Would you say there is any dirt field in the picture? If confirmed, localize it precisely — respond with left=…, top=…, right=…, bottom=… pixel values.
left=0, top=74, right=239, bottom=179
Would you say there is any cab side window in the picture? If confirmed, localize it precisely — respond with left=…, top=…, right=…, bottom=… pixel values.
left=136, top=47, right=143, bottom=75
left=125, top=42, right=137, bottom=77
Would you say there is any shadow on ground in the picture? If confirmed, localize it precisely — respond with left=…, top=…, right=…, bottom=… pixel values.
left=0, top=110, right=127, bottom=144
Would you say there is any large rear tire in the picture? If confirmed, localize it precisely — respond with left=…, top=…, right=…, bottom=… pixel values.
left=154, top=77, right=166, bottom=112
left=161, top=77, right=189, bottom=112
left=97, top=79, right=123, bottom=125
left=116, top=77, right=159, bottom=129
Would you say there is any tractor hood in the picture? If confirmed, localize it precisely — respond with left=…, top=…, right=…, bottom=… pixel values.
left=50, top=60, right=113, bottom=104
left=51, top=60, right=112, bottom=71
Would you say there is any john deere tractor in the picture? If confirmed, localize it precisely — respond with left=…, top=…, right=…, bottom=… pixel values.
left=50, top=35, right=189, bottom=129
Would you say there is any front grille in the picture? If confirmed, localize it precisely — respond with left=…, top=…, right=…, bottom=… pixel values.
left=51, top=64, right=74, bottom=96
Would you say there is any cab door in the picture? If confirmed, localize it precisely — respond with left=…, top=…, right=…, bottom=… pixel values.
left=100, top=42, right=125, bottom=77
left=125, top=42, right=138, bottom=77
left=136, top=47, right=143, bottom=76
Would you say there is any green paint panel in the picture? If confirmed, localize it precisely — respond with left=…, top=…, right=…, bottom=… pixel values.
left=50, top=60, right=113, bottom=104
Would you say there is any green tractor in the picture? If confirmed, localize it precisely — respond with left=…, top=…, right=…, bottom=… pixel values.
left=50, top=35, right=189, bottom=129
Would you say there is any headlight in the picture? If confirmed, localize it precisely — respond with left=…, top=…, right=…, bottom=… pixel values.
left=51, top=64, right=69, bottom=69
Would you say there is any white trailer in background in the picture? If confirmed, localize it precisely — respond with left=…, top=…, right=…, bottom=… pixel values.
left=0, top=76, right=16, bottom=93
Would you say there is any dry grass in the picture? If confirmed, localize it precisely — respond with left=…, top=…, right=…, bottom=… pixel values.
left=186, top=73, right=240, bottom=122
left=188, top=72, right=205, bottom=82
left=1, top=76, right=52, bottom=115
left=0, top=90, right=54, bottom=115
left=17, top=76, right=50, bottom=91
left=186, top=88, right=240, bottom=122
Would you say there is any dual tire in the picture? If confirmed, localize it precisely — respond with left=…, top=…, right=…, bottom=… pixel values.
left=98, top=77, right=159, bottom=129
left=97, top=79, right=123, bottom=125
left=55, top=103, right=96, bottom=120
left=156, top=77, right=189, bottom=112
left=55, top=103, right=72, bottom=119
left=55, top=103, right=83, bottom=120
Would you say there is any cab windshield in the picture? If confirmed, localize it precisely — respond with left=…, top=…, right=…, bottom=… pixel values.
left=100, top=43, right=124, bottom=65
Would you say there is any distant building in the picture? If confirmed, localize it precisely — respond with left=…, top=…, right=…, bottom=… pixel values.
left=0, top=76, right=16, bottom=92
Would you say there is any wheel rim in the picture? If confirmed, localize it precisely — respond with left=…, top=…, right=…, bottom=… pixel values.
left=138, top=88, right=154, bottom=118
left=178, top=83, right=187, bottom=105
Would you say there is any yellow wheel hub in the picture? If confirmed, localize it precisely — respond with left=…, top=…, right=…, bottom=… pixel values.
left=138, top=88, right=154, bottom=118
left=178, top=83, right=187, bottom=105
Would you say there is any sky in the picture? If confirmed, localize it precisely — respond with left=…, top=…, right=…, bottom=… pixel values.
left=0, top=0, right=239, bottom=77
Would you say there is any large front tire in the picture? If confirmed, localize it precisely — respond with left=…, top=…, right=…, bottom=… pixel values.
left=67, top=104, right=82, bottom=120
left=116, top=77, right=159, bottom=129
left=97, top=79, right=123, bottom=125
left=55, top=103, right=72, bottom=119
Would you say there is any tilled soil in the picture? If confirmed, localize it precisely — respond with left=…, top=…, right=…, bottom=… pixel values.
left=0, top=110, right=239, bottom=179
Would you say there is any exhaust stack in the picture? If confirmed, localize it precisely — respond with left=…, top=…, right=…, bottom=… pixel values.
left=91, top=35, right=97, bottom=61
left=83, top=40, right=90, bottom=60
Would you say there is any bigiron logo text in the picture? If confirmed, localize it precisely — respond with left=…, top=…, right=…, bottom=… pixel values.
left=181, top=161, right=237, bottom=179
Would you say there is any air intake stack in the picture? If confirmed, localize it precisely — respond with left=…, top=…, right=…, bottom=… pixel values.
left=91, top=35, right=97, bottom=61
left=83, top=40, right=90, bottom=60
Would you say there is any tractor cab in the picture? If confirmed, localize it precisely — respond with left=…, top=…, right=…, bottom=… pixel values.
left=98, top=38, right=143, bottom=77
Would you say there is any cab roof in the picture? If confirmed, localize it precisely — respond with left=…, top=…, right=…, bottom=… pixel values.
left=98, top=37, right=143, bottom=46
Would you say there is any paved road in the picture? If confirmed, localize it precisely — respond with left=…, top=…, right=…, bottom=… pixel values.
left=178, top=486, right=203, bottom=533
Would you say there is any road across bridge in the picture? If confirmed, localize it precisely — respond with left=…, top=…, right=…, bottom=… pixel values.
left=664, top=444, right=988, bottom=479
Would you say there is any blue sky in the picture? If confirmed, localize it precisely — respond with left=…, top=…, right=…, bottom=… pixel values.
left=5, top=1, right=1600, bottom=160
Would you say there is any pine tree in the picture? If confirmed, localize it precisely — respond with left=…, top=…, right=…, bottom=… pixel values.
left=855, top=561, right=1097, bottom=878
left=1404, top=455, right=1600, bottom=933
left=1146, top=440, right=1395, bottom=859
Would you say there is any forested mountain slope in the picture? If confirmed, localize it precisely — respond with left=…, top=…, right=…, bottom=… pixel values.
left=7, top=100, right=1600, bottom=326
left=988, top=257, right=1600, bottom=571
■ ■ ■ ■ ■
● What is required: Please retype all of the data above exactly as it appears.

● Solution to this task:
Would you say there is any dirt field in the picture? If confirmed, localize it precisely — respond with left=…, top=…, right=…, bottom=… pixel values.
left=0, top=74, right=239, bottom=179
Would you say there is any cab side window in the picture? If confirmed, localize it precisely — respond with left=…, top=…, right=…, bottom=… pixel values.
left=136, top=47, right=143, bottom=75
left=125, top=42, right=137, bottom=77
Would you say there is any shadow on ground in the picture? If confirmed, localize it precisely — respond with left=…, top=…, right=…, bottom=… pixel values.
left=0, top=110, right=127, bottom=144
Would you say there is any large rear tire in the picture? If confirmed, localize it precisely — respond with left=…, top=…, right=…, bottom=… pixel values.
left=154, top=77, right=166, bottom=112
left=161, top=77, right=189, bottom=112
left=97, top=79, right=123, bottom=125
left=116, top=77, right=159, bottom=129
Would you say there is any tractor hood in the picture? If confirmed, localize it precisely — respond with left=…, top=…, right=…, bottom=… pixel values.
left=50, top=60, right=113, bottom=104
left=51, top=60, right=112, bottom=71
Would you say there is any john deere tractor in the picture? If confirmed, localize it precisely — respond with left=…, top=…, right=…, bottom=… pixel values.
left=50, top=35, right=189, bottom=129
Would you say there is any front grille in the picture? If confirmed, localize it precisely — respond with left=…, top=…, right=…, bottom=… pixel values.
left=51, top=64, right=74, bottom=96
Would you say there is any cab door in the picture? If confirmed, localize it precisely — respond with left=…, top=…, right=…, bottom=… pixel values.
left=100, top=42, right=125, bottom=77
left=125, top=42, right=138, bottom=77
left=136, top=47, right=143, bottom=76
Would you say there is any green paint panel in the picture? If confirmed, localize it precisely — respond with left=…, top=…, right=…, bottom=… pixel values.
left=50, top=60, right=113, bottom=104
Would you say there is any green tractor in the picture? If confirmed, localize it precisely — respond with left=…, top=…, right=…, bottom=… pixel values.
left=50, top=35, right=189, bottom=129
Would you say there is any headlight in the picture? If confirmed, localize it precisely — respond with left=…, top=…, right=…, bottom=… pixel values.
left=51, top=64, right=69, bottom=69
Would you say there is any white trailer in background in the picture? If confirmed, localize it precisely — respond with left=…, top=…, right=…, bottom=… pixel values.
left=0, top=76, right=16, bottom=93
Would you say there is any dry grass in the picture? If confirmed, localize it precisely — respond with left=…, top=…, right=…, bottom=… pixel values.
left=186, top=73, right=240, bottom=122
left=188, top=72, right=205, bottom=82
left=1, top=76, right=52, bottom=115
left=0, top=90, right=54, bottom=115
left=17, top=76, right=50, bottom=91
left=186, top=88, right=240, bottom=122
Would you say there is any dual tire in the picture? If confirmed, localize it precisely — respond with left=…, top=…, right=…, bottom=… pixel values.
left=98, top=77, right=159, bottom=129
left=97, top=79, right=123, bottom=125
left=55, top=103, right=96, bottom=120
left=156, top=77, right=189, bottom=112
left=55, top=103, right=72, bottom=119
left=55, top=103, right=83, bottom=120
Would you say there is any cab windshield in the picture? If confirmed, localize it precisely — respond with left=…, top=…, right=…, bottom=… pixel values.
left=100, top=43, right=124, bottom=65
Would you say there is any distant building in the picture? If confirmed, localize it precisely — respond with left=…, top=…, right=…, bottom=… pixel values.
left=0, top=76, right=16, bottom=92
Would you say there is any wheel rim in the picture? If confirmed, localize it precisely — respond with left=…, top=…, right=…, bottom=… pixel values.
left=138, top=88, right=154, bottom=118
left=178, top=83, right=187, bottom=105
Would you say there is any yellow wheel hub in the picture? If confirmed, localize it precisely — respond with left=…, top=…, right=…, bottom=… pixel values.
left=138, top=88, right=154, bottom=118
left=178, top=83, right=187, bottom=105
Would you say there is any sky in the picture? If confirmed, localize it precisely — respond with left=…, top=…, right=…, bottom=… pixel values.
left=0, top=0, right=239, bottom=77
Would you say there is any large front tire in the picture? If confirmed, localize it precisely — respond with left=…, top=…, right=…, bottom=… pixel values.
left=67, top=104, right=82, bottom=120
left=116, top=77, right=159, bottom=129
left=97, top=79, right=123, bottom=125
left=55, top=103, right=72, bottom=119
Would you say there is any tilled soil in the picture? If confirmed, localize it precisely — respond with left=…, top=…, right=…, bottom=… pixel values.
left=0, top=110, right=239, bottom=179
Would you say there is any exhaust stack in the picture? If confirmed, localize it precisely — respond with left=…, top=…, right=…, bottom=… pixel values.
left=91, top=35, right=97, bottom=61
left=83, top=40, right=90, bottom=60
Would you say there is any bigiron logo text in the picture? If confirmed, localize it precisely — respond with left=…, top=…, right=…, bottom=… pixel values.
left=181, top=161, right=237, bottom=179
Would you say there is any air intake stack in the picture? If confirmed, localize it precisely — respond with left=…, top=…, right=…, bottom=… pixel values.
left=91, top=35, right=97, bottom=61
left=83, top=40, right=90, bottom=60
Would you say there is any tractor cab in the picture? If confirmed, localize it precisely — respond with left=…, top=…, right=…, bottom=… pixel values.
left=98, top=38, right=143, bottom=77
Would you say there is any cab roof in the picture? If confirmed, localize it precisely — respond with left=…, top=…, right=…, bottom=… pixel values.
left=98, top=37, right=143, bottom=46
Would you say there is any paved road in the picture? If confirmed, localize it precisely — respond with left=…, top=…, right=…, bottom=… pixel values.
left=178, top=486, right=203, bottom=533
Would you say there is any road across bridge in the picture? If confirmed, localize it precisely — respond with left=…, top=…, right=…, bottom=… pixel values.
left=664, top=444, right=988, bottom=479
Would you say there is any blue sky in the picture? If confirmed, localize it precisely — respond with left=…, top=…, right=…, bottom=… pixel values.
left=5, top=1, right=1600, bottom=160
Would you say there is any pine tree in the picture? If confirmed, localize it precisely — respond with left=…, top=…, right=…, bottom=… pixel values.
left=855, top=561, right=1097, bottom=878
left=1404, top=455, right=1600, bottom=933
left=1146, top=440, right=1395, bottom=859
Would you say there is any forested mountain slope in the picture? If confirmed, localize it precisely — respond with left=…, top=…, right=…, bottom=… pixel values.
left=7, top=100, right=1600, bottom=326
left=988, top=257, right=1600, bottom=571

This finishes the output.